## Task to carry out
All that is wanted is a word-for-word copy of the data from its first line to the line containing "Each pair is formatted like [15, 307].", both included.

## Supplied data

________________________________________

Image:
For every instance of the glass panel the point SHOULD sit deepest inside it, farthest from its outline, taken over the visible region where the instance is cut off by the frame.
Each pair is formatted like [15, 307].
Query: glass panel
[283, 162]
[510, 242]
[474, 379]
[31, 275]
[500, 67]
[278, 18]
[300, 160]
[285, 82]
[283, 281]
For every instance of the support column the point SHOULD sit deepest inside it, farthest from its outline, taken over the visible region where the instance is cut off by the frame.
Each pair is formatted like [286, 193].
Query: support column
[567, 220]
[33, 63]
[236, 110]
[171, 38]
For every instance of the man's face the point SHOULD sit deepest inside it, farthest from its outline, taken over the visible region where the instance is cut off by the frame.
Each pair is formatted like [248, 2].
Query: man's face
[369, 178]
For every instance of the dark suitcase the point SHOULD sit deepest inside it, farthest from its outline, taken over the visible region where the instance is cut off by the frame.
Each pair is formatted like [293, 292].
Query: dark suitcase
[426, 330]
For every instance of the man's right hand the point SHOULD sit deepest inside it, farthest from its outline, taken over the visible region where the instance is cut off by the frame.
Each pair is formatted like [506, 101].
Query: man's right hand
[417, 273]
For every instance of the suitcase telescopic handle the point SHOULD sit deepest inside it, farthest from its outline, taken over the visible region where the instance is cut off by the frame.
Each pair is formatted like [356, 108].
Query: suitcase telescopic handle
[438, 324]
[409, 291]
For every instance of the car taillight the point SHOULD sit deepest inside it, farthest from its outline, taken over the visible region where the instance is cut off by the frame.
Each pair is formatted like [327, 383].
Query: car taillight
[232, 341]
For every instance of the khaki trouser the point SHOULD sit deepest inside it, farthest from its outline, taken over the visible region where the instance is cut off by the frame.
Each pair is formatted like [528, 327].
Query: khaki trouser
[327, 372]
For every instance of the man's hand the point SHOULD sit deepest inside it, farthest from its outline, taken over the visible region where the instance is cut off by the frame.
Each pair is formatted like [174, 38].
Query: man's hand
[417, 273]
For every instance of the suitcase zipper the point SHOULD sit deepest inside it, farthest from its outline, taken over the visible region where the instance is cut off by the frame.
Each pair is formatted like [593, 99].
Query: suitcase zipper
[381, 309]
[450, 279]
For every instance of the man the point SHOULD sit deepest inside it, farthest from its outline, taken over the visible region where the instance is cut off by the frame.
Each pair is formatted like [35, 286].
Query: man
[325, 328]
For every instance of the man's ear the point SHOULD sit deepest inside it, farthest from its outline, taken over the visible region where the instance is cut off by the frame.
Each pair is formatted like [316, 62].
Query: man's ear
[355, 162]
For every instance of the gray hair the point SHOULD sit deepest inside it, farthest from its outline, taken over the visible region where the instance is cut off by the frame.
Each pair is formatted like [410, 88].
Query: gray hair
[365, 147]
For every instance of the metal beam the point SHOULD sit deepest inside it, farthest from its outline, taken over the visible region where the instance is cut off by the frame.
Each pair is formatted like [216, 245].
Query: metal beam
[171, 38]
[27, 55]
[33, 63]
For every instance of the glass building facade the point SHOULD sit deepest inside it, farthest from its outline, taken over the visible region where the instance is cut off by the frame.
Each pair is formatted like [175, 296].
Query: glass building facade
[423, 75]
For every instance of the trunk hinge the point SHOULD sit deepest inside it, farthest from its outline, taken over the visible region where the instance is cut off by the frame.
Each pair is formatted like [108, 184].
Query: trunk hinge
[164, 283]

________________________________________

## Result
Image:
For every instance of the glass panel the point SHOULD sit deepest inside it, farthest from its outline, taken over the visible region where the instance is cut off by the frame.
Each pair is formatted like [15, 307].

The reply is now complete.